> EXERCISE PROMPT
Copy only the lines between the one containing "Target: dark horse" and the end of the records, both included, leaving out pictures.

> SUPPLIED MATERIAL
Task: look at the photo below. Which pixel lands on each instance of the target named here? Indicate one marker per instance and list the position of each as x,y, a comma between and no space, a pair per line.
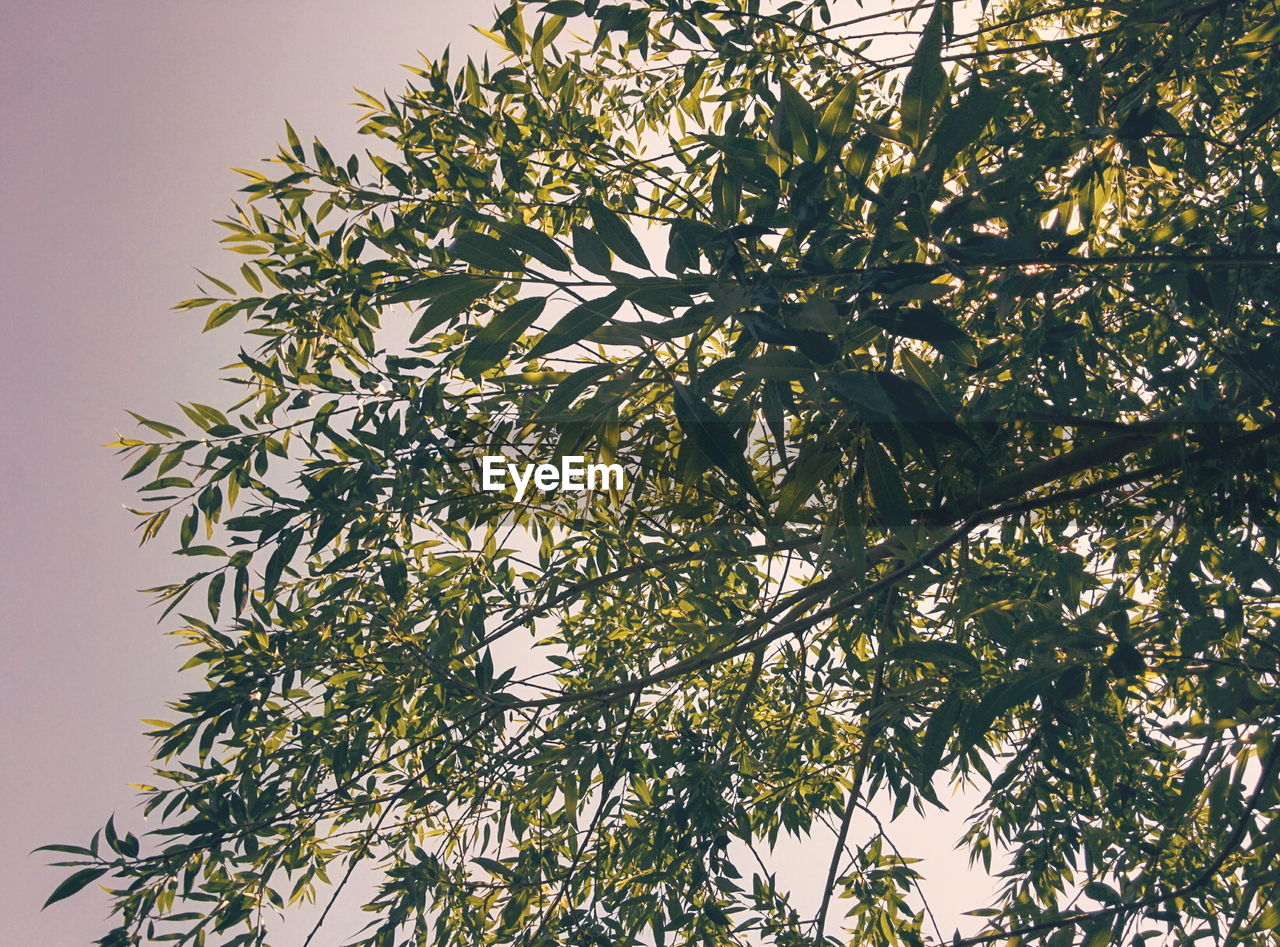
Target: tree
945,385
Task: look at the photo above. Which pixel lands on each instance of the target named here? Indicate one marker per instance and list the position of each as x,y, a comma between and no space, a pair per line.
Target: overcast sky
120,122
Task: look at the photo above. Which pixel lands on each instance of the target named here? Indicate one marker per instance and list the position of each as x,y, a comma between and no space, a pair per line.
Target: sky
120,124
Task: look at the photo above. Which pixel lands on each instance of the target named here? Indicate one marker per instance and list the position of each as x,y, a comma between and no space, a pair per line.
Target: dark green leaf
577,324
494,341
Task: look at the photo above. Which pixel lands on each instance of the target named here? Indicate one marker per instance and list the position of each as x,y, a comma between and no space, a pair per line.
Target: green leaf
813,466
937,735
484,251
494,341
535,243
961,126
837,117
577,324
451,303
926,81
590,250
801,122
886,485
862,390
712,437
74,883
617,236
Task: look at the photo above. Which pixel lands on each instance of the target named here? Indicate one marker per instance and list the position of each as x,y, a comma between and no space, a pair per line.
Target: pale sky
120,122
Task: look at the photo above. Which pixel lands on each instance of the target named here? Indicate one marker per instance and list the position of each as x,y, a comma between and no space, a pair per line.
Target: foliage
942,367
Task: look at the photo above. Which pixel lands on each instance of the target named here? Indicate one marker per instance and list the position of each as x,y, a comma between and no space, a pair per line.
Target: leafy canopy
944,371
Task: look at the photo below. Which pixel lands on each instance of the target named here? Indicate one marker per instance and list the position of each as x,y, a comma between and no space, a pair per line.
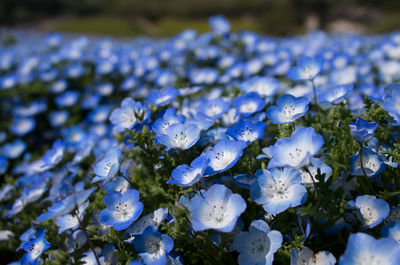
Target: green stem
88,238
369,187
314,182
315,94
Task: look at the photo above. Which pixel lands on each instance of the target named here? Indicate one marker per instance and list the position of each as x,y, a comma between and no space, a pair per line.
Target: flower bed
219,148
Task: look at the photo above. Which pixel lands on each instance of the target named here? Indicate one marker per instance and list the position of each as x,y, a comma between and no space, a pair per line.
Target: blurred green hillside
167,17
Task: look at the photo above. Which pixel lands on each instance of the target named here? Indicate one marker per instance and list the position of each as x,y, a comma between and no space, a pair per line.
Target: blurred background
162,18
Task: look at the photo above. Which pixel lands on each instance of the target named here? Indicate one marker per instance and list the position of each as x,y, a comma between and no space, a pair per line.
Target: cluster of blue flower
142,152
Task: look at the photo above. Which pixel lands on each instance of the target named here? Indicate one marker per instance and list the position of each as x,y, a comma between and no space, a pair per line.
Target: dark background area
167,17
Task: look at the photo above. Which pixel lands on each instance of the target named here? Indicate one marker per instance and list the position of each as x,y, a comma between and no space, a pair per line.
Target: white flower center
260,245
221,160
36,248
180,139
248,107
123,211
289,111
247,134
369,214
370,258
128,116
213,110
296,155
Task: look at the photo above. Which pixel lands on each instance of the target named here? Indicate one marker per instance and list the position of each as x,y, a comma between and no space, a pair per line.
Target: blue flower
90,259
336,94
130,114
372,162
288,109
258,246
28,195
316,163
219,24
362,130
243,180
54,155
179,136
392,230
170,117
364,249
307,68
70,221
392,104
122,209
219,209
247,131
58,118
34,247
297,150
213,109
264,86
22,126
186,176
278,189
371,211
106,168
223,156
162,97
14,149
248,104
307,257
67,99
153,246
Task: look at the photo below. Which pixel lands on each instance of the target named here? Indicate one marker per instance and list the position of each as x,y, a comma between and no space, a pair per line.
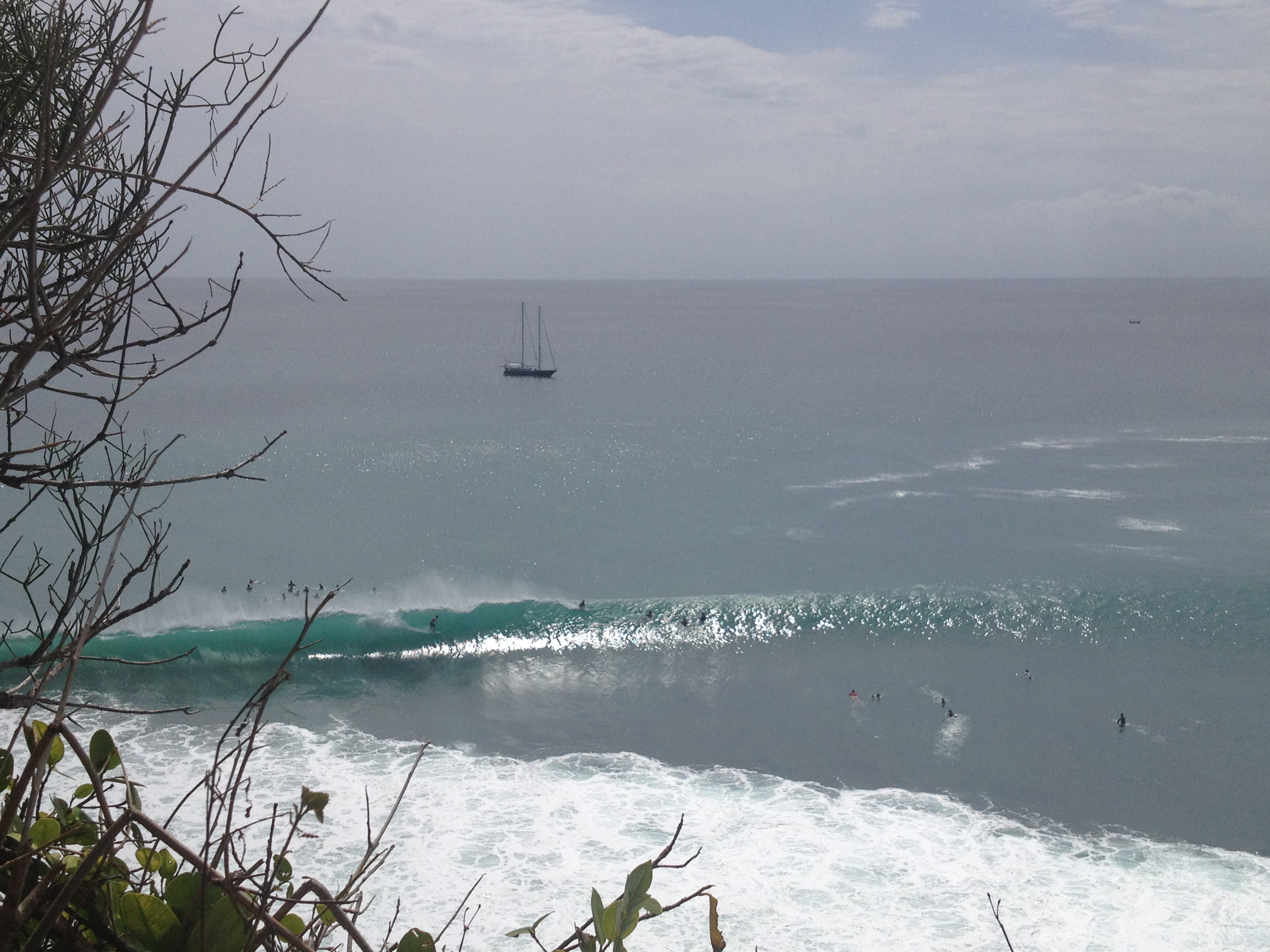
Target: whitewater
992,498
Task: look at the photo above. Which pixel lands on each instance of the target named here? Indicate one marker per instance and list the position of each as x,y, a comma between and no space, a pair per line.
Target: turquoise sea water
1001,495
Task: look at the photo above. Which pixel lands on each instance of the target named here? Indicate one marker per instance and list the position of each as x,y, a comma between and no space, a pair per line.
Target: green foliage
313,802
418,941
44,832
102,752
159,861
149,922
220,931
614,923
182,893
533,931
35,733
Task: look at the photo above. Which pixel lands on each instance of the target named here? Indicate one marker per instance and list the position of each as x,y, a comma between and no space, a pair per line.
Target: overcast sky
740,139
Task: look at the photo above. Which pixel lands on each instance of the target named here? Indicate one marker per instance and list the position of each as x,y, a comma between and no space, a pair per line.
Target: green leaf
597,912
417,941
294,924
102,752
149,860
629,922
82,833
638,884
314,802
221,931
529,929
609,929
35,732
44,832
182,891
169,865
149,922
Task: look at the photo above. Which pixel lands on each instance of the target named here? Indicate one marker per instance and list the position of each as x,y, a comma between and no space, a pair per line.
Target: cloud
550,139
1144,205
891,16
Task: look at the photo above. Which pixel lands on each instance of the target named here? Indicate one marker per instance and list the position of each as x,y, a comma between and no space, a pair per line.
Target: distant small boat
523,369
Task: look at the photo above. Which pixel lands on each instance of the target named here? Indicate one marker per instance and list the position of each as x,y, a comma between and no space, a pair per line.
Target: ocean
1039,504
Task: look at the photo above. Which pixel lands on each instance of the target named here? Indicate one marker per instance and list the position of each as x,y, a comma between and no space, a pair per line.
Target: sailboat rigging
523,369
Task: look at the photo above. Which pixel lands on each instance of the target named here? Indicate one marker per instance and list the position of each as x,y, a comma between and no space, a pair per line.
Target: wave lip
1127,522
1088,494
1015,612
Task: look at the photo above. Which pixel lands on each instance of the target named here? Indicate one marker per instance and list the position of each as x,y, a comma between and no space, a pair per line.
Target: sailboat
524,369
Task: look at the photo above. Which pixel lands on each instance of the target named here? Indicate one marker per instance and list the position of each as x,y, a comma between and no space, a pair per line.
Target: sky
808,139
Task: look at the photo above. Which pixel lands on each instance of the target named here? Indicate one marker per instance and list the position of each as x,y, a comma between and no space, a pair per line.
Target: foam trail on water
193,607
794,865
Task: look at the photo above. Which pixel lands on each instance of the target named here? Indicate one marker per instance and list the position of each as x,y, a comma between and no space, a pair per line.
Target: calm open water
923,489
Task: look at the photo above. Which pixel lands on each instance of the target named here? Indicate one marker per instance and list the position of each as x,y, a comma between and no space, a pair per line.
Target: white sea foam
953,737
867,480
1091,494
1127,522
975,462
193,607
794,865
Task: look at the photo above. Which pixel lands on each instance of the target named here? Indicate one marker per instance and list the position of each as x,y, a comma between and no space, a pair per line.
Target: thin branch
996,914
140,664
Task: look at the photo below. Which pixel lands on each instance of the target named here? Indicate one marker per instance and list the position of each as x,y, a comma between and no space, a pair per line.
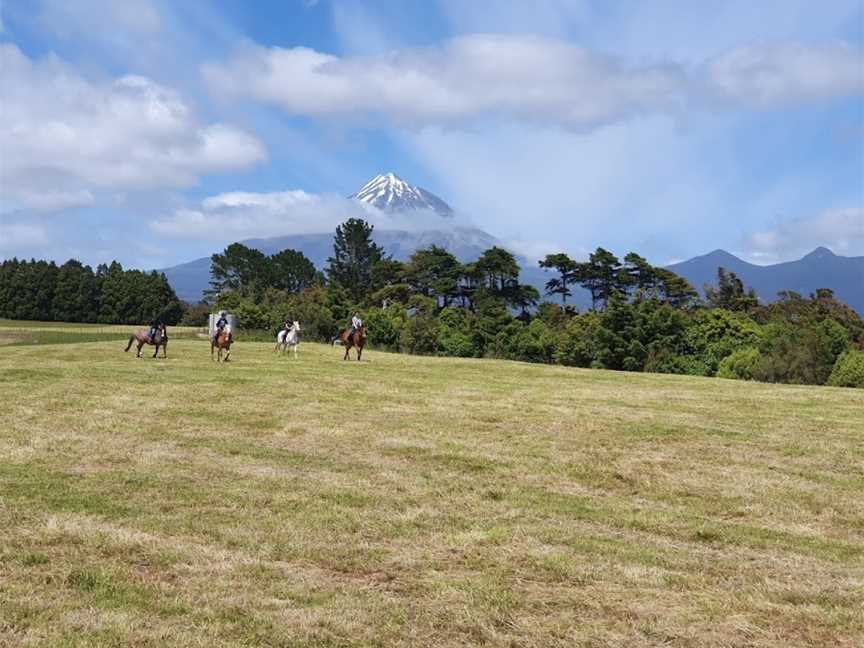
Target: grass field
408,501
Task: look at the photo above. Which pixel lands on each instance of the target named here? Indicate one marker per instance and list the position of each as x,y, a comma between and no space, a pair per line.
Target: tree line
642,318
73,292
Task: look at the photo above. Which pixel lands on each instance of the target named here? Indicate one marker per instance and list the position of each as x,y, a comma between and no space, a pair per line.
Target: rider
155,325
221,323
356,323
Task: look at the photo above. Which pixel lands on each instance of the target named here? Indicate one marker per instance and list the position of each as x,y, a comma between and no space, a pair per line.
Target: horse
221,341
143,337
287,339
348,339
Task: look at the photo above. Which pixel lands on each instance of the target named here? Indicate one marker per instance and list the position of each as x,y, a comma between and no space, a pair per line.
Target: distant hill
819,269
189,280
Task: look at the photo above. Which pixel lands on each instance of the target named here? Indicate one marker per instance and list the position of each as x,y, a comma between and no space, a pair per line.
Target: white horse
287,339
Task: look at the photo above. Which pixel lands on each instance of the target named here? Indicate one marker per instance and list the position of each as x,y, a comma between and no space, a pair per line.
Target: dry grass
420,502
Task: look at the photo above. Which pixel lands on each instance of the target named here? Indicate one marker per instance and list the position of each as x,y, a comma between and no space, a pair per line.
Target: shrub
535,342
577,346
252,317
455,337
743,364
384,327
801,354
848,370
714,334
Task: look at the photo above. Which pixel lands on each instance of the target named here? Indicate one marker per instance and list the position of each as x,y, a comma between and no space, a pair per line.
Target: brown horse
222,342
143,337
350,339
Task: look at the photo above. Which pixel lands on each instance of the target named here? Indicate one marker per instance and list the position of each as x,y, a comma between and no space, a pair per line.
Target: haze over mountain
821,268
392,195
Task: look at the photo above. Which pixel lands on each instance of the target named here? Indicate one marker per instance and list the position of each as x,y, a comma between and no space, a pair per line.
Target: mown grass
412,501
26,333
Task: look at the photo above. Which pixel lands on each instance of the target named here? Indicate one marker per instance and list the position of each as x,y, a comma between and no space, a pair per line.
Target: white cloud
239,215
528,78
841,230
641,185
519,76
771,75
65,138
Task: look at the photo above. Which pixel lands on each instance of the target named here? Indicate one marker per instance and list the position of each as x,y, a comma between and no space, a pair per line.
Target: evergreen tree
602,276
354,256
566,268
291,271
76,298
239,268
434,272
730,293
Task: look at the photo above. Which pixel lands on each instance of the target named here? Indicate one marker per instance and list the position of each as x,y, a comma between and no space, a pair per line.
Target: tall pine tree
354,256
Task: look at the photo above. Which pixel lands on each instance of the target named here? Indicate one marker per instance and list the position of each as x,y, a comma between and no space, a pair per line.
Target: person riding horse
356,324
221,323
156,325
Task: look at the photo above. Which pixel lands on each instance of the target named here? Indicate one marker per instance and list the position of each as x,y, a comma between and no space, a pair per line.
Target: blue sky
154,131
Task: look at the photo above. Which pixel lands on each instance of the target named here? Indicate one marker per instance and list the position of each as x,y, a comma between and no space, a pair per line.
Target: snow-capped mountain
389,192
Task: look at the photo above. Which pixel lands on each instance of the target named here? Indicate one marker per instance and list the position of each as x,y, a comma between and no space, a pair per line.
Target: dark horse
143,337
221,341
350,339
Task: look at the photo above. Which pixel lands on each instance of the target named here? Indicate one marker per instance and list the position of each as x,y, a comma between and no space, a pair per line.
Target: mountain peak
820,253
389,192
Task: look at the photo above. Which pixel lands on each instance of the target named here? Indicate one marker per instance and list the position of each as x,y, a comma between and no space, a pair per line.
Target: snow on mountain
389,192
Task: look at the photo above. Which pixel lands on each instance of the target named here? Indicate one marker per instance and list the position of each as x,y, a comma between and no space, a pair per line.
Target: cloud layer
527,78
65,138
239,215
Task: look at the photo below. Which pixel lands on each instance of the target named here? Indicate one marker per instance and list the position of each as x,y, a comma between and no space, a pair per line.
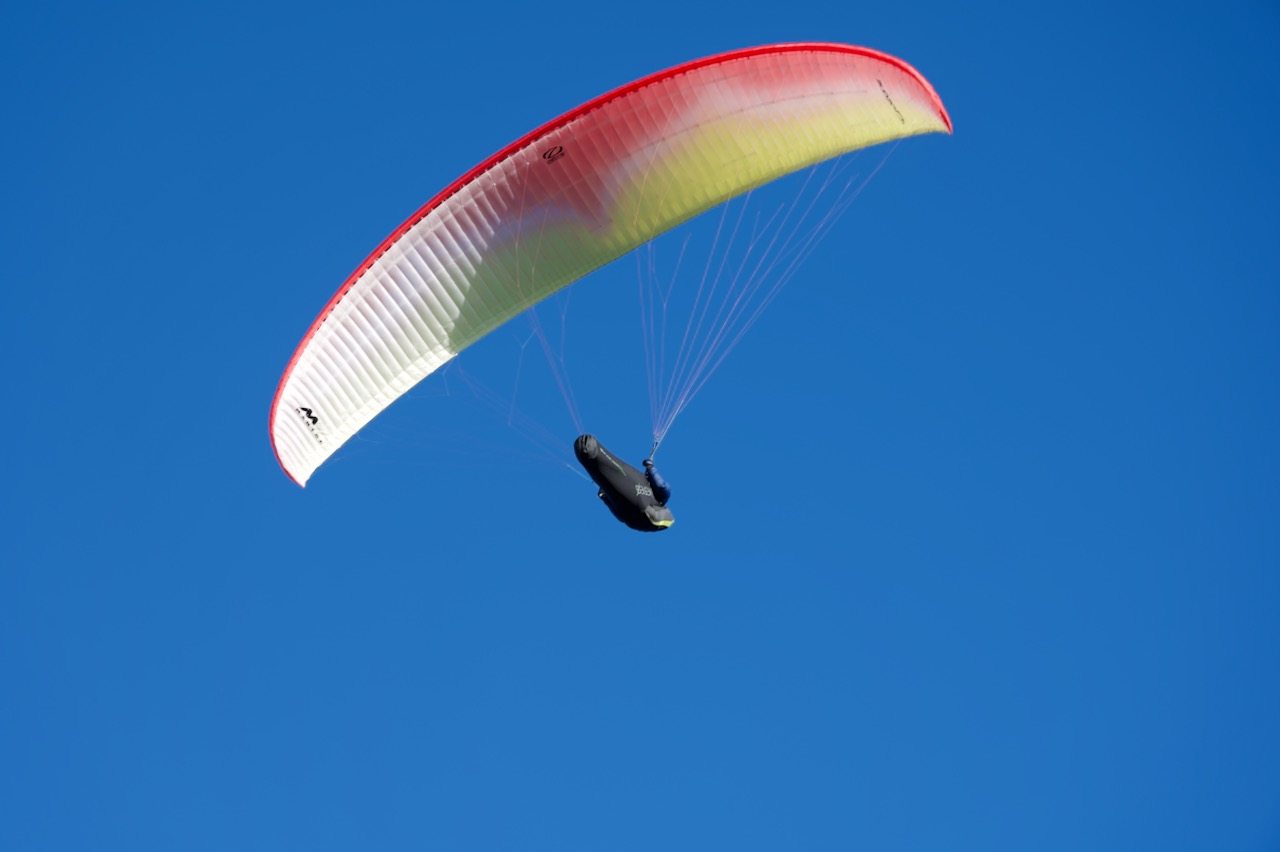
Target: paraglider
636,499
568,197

> RESPONSE FOR THIS EXERCISE
Target: dark horse
143,337
221,341
350,339
Task: look at the photo above. Which pixel lands on each instance of the target named here? Indicate one marker per instance and list the position of each as x,y, a comma between and no space, a pair per line.
Target: mountain peak
820,253
389,192
Task: look at the photo above. Which pixel lands on each instance of the target named here? Indicate one marker per instance and list the position of each as x,y, a comma between and no space, a pair per line.
Target: snow on mountain
389,192
Task: look at the photo above. Which pixel lands on each instance of the target named here? Indicate one marker per instance and list the position of each as x,y, a comma between and no space, a pair per line.
Target: cloud layer
527,78
65,138
239,215
Task: look at the photo below. Which pixel lands on each instance of the target named here? Indicate one marker per instance and list the position of each as x,y, a comma between and no space, a pair per line.
Target: paraglider
636,499
568,197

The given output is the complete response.